** Problem statement **
Copy out the entries below word for word, keeping every line in its original order.

** Data supplied **
————————

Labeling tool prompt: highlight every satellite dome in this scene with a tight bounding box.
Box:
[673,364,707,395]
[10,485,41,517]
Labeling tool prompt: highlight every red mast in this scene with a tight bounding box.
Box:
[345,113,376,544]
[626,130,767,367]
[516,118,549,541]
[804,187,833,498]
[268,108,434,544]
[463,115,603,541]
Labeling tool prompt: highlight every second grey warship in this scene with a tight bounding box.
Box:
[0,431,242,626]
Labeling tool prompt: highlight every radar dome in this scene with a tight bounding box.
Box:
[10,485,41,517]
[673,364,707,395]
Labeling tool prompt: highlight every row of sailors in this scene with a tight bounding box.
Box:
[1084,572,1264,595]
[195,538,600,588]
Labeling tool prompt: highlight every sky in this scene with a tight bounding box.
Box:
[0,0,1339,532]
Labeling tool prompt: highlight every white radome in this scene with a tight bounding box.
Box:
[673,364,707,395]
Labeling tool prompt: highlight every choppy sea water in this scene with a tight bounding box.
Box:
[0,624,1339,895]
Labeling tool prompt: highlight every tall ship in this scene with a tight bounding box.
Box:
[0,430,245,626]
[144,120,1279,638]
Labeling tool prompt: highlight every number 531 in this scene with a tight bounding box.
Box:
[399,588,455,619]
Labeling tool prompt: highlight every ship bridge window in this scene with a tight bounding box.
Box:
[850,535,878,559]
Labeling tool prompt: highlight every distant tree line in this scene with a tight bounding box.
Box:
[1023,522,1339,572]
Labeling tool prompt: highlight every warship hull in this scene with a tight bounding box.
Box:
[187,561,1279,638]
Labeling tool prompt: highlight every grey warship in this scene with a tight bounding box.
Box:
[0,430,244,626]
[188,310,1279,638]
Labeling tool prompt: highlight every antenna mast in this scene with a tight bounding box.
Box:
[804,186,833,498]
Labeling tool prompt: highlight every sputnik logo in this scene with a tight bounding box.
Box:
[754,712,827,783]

————————

** Problem solution **
Labeling tool prompt: highlight every satellite dome in this scene with a tight bounding box.
Box:
[673,364,707,395]
[10,485,41,517]
Labeling tool prompt: highlight every red mast in this scene with a tight bounding box.
Box:
[345,113,376,544]
[626,130,767,367]
[516,118,549,541]
[804,187,833,498]
[268,108,434,544]
[463,115,603,541]
Labeling tool prompt: highlight every second grey warship in this scene with a tight bounding box.
Box:
[0,431,242,626]
Labeling tool prompt: highlight every radar dome in this scene with a tight bounding box.
Box:
[10,485,41,517]
[673,364,707,395]
Labeling tool prompt: highlight every row of sailors in this scene with a tight bounding box.
Box:
[1084,572,1264,595]
[195,538,600,588]
Labeling tool prompt: highlight every sky in this scene with a tight bounding box.
Box:
[0,0,1339,532]
Labeling tool prompt: highlight every white radome in this scene with a tight bounding box.
Box:
[673,364,707,395]
Labeling tool prompt: highlight every choppy sea water in this scene with a tight bounding box.
Box:
[0,624,1339,895]
Labeling tool prompt: highlight every tall ship in this scene with a tight bounding box.
Box:
[0,430,245,626]
[144,120,1279,638]
Labeling tool prompt: highlight every number 531 in this scene with a tight bounding box.
Box:
[399,588,455,619]
Labeling tool prompt: highlight every ship bridge window in this scene with a tight bounding box.
Box:
[850,535,878,559]
Labeling tool prompt: highlight every distant tree line in this scene with a tight bounding box.
Box:
[1023,522,1339,572]
Labeling tool prompt: highlight every warship hull in this scene with a tight bounding box.
Box:
[187,561,1279,638]
Labeling tool prompt: highlight every grey warship in this scene with a tight bounding box.
Box:
[0,430,244,626]
[188,310,1279,638]
Labeling tool prompt: highlight every antenna mast in this scene with a tight bounding box.
Box:
[804,186,833,498]
Labeling tool prompt: highlight every sputnik logo in this scene with a tight bounding box.
Box:
[754,712,827,783]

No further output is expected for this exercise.